• **YOUR TASK**: Could you format the lines below as a numbered list, omitting any blank lines?

• **RECORDS FOR THE TASK**:
══════
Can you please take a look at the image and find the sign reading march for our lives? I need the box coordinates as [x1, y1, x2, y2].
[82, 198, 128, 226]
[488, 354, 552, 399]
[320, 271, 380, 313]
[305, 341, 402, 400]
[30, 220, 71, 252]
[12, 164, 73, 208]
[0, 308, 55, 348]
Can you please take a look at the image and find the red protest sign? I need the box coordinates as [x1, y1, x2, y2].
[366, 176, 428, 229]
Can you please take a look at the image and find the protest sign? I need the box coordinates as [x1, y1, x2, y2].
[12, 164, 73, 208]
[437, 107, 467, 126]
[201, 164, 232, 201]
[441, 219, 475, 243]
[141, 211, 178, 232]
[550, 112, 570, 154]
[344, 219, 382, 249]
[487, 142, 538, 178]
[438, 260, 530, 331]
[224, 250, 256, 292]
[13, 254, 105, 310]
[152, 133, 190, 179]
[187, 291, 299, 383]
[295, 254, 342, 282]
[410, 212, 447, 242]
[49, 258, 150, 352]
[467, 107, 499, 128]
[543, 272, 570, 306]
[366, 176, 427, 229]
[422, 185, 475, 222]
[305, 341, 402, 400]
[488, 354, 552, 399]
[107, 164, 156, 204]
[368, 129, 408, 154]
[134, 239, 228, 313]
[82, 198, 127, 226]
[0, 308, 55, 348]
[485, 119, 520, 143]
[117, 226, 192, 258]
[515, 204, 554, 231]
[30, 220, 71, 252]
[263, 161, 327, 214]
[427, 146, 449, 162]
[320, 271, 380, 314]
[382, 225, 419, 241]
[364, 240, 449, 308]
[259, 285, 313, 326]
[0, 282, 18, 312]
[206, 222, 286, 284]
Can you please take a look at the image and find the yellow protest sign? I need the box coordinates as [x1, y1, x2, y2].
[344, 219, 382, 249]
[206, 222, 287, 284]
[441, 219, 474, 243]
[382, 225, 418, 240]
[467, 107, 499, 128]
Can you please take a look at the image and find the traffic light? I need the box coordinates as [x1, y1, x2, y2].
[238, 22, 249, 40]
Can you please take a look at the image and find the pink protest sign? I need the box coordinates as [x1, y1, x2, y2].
══════
• **ANSWER FOR THIS EXERCISE**:
1. Can you please take a look at the image and find the sign reading march for our lives? I need the box coordinates as [x1, y1, x2, y2].
2. [82, 198, 128, 226]
3. [488, 354, 552, 399]
4. [320, 271, 380, 313]
5. [305, 341, 402, 400]
6. [30, 220, 71, 252]
7. [12, 164, 73, 208]
8. [0, 308, 55, 348]
9. Can you please take a look at the image and find the red protest sign? I need the box coordinates as [x1, y1, x2, y2].
10. [366, 176, 428, 229]
11. Can you please take a look at the image and find the protest sign? I need the box coordinates as [x1, y1, x2, y2].
12. [12, 164, 73, 208]
13. [437, 107, 467, 126]
14. [201, 164, 232, 201]
15. [441, 219, 475, 243]
16. [141, 211, 178, 232]
17. [550, 112, 570, 154]
18. [344, 219, 382, 249]
19. [487, 142, 538, 178]
20. [438, 260, 530, 331]
21. [224, 250, 256, 292]
22. [13, 254, 105, 310]
23. [152, 133, 190, 179]
24. [187, 291, 299, 383]
25. [295, 254, 342, 282]
26. [410, 212, 447, 242]
27. [49, 258, 150, 352]
28. [467, 107, 499, 128]
29. [543, 272, 570, 306]
30. [366, 176, 427, 229]
31. [422, 185, 475, 222]
32. [305, 341, 402, 400]
33. [488, 354, 552, 399]
34. [107, 164, 156, 204]
35. [368, 129, 408, 154]
36. [134, 239, 228, 313]
37. [82, 198, 127, 226]
38. [0, 308, 55, 348]
39. [485, 119, 520, 143]
40. [117, 226, 192, 258]
41. [515, 204, 554, 231]
42. [30, 220, 71, 252]
43. [263, 161, 327, 214]
44. [427, 146, 449, 162]
45. [320, 271, 380, 314]
46. [382, 225, 419, 241]
47. [364, 240, 449, 308]
48. [259, 285, 313, 326]
49. [0, 282, 18, 312]
50. [206, 222, 286, 284]
51. Can you please take a look at the image and find the yellow protest sign? I need the box coordinates as [x1, y1, x2, y2].
52. [344, 219, 382, 249]
53. [206, 222, 287, 284]
54. [441, 219, 474, 243]
55. [382, 225, 418, 240]
56. [467, 107, 499, 128]
57. Can you please take a look at the image and find the traffic light? I need the box coordinates as [x1, y1, x2, y2].
58. [238, 22, 249, 40]
59. Can you please take a look at the image and find the pink protest sign? I need the box coordinates as [x1, y1, x2, y2].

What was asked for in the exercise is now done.